==== Excerpted records

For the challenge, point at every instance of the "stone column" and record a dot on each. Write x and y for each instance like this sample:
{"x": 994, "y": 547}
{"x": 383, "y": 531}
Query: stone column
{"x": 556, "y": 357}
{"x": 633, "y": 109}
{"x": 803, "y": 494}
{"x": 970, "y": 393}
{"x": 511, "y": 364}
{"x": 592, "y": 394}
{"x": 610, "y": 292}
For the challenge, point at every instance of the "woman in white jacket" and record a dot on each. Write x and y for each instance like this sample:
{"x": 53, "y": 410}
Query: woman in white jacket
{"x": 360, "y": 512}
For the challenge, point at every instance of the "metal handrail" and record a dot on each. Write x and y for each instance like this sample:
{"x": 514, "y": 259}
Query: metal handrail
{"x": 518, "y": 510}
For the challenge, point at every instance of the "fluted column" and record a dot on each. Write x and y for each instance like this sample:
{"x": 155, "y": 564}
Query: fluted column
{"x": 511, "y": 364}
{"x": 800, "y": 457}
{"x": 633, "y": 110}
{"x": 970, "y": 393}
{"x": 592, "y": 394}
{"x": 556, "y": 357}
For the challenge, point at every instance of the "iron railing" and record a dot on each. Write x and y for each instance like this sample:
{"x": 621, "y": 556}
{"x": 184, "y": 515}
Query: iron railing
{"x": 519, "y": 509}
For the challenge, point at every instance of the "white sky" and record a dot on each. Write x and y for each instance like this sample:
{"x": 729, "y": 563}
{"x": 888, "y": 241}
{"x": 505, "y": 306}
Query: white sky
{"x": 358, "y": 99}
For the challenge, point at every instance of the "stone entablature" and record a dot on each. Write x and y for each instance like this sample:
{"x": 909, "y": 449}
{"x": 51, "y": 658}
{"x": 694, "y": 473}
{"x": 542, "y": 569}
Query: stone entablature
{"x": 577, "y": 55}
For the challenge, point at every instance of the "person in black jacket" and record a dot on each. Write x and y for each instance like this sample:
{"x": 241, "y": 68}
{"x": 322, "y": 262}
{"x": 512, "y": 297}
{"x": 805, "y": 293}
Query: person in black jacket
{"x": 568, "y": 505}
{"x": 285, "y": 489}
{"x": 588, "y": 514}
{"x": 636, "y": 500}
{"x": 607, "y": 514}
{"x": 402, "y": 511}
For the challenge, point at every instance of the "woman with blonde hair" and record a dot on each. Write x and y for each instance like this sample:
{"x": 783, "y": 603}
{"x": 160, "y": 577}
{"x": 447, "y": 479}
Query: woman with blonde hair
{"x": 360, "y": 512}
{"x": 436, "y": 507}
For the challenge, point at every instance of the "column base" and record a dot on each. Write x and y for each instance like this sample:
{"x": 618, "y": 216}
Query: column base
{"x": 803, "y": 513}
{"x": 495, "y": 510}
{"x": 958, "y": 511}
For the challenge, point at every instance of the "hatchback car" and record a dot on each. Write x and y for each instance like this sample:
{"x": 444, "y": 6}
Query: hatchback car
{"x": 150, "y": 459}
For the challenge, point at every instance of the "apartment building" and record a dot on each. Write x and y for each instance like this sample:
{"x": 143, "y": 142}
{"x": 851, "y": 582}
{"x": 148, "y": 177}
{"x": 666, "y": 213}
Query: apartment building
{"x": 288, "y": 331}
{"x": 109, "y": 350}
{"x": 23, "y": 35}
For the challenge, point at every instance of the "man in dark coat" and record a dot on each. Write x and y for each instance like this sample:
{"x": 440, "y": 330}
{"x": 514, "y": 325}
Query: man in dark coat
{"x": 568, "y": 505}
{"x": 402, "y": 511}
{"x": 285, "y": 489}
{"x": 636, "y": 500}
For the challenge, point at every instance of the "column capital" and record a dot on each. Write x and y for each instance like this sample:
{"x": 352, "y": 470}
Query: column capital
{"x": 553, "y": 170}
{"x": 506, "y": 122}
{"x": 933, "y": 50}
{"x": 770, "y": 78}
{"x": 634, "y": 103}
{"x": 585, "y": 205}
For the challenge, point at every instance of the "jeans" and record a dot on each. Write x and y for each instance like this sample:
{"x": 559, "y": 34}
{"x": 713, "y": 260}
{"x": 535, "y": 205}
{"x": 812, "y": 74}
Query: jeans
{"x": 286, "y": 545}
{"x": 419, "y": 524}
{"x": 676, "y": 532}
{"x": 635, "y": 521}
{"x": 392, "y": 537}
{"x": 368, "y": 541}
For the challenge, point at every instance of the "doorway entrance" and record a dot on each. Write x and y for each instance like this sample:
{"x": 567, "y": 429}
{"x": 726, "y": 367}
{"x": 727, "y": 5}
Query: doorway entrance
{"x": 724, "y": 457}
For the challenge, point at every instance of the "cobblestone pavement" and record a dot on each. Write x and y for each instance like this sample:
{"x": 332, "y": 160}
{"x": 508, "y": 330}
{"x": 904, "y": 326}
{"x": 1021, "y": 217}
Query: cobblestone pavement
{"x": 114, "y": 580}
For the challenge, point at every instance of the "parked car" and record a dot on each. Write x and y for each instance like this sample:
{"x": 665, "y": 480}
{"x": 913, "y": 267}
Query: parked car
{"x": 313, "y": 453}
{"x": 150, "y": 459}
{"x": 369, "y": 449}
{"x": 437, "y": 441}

========

■ **What to work on**
Repeat every entry exactly, please.

■ **Task output**
For the challenge, point at every instance of the "stone column" and record a dot on each. Write x and y for each instance like this sample:
{"x": 994, "y": 547}
{"x": 383, "y": 531}
Query: stone column
{"x": 556, "y": 357}
{"x": 633, "y": 109}
{"x": 803, "y": 494}
{"x": 970, "y": 393}
{"x": 511, "y": 364}
{"x": 592, "y": 394}
{"x": 610, "y": 292}
For the challenge, point at every instance of the "woman in white jacket" and record a dot on each. Write x and y for each instance like this sample:
{"x": 53, "y": 410}
Query: woman in white jacket
{"x": 360, "y": 512}
For the challenge, point at every instance of the "metal handrail" and record a dot on each. Write x and y for each instance like this sample:
{"x": 514, "y": 259}
Query: metal handrail
{"x": 518, "y": 510}
For the challenge, point at every instance of the "fluted column" and record a dot on each. Write x and y for each instance like this sample:
{"x": 155, "y": 564}
Query: fluted column
{"x": 511, "y": 364}
{"x": 800, "y": 457}
{"x": 633, "y": 110}
{"x": 970, "y": 393}
{"x": 592, "y": 394}
{"x": 556, "y": 357}
For the challenge, point at every instance of the "iron railing" and record a dot on each. Write x and y for each instance like this sample:
{"x": 621, "y": 556}
{"x": 184, "y": 515}
Query: iron railing
{"x": 519, "y": 509}
For the challenge, point at every instance of the "white sky" and record a dot on each. Write x and y for each instance like this sample:
{"x": 729, "y": 563}
{"x": 888, "y": 241}
{"x": 505, "y": 306}
Query: white sky
{"x": 358, "y": 99}
For the challenge, point at every instance of the "stone entablature" and record a dot on each. Write x and y for each instance like this sample:
{"x": 909, "y": 449}
{"x": 51, "y": 658}
{"x": 694, "y": 473}
{"x": 542, "y": 569}
Query: stone entablature
{"x": 577, "y": 55}
For the challenge, point at every instance of the "person in black jacket" and record a dot on each. Write x and y for each instance like this sample:
{"x": 241, "y": 68}
{"x": 322, "y": 262}
{"x": 512, "y": 297}
{"x": 805, "y": 293}
Query: person in black jacket
{"x": 568, "y": 505}
{"x": 285, "y": 489}
{"x": 588, "y": 514}
{"x": 636, "y": 500}
{"x": 607, "y": 514}
{"x": 402, "y": 511}
For the challenge, point at every instance of the "woman with blonde hair" and record a dot on each. Write x and y for each instance like this sample:
{"x": 783, "y": 603}
{"x": 160, "y": 577}
{"x": 447, "y": 479}
Query: woman with blonde hair
{"x": 360, "y": 512}
{"x": 436, "y": 507}
For the challenge, point at every instance of the "column base" and record a dot on each. Write x and y for each instance like this sample:
{"x": 618, "y": 216}
Query: column base
{"x": 803, "y": 513}
{"x": 495, "y": 510}
{"x": 958, "y": 511}
For the challenge, point at every instance of the "hatchback car" and record a dot on each. Write x and y for each instance like this sample:
{"x": 444, "y": 6}
Query: hatchback car
{"x": 150, "y": 459}
For the challenge, point at every instance of the "apartment building" and record a dot on each. Write x and y for each instance like this sample:
{"x": 143, "y": 142}
{"x": 851, "y": 582}
{"x": 148, "y": 177}
{"x": 666, "y": 213}
Query: apartment building
{"x": 288, "y": 331}
{"x": 109, "y": 350}
{"x": 23, "y": 35}
For the challenge, point at every instance of the "man in dark coat" and record a dot on each. Write x and y for each instance like this sample:
{"x": 440, "y": 330}
{"x": 514, "y": 325}
Query: man in dark coat
{"x": 568, "y": 505}
{"x": 402, "y": 511}
{"x": 285, "y": 489}
{"x": 636, "y": 500}
For the challenge, point at every instance of the "column capital" and record a dot on each. Write x and y for each instance like this sample:
{"x": 352, "y": 470}
Query: column capital
{"x": 553, "y": 170}
{"x": 506, "y": 122}
{"x": 933, "y": 50}
{"x": 770, "y": 78}
{"x": 634, "y": 103}
{"x": 585, "y": 205}
For the challenge, point at every instance of the "jeans" and record a dot on each. Write x and y for each instance like this sample:
{"x": 559, "y": 34}
{"x": 713, "y": 260}
{"x": 535, "y": 205}
{"x": 812, "y": 74}
Query: jeans
{"x": 286, "y": 545}
{"x": 419, "y": 524}
{"x": 676, "y": 532}
{"x": 635, "y": 521}
{"x": 392, "y": 537}
{"x": 368, "y": 541}
For the challenge, point at every instance of the "doorway entrance" and record a dot on each. Write x and y for each instance like this sample:
{"x": 567, "y": 429}
{"x": 726, "y": 367}
{"x": 727, "y": 5}
Query: doorway entrance
{"x": 724, "y": 457}
For the challenge, point at every instance of the "cobblestone pavement" and record a dot on each. Write x and y for each instance like this sample:
{"x": 332, "y": 160}
{"x": 508, "y": 330}
{"x": 904, "y": 326}
{"x": 1021, "y": 217}
Query: cobblestone pavement
{"x": 114, "y": 580}
For the challenge, point at every instance of the "parked car" and record a dot on each. Write x and y for each instance like this sample:
{"x": 665, "y": 480}
{"x": 913, "y": 267}
Query: parked car
{"x": 313, "y": 453}
{"x": 150, "y": 459}
{"x": 369, "y": 449}
{"x": 437, "y": 441}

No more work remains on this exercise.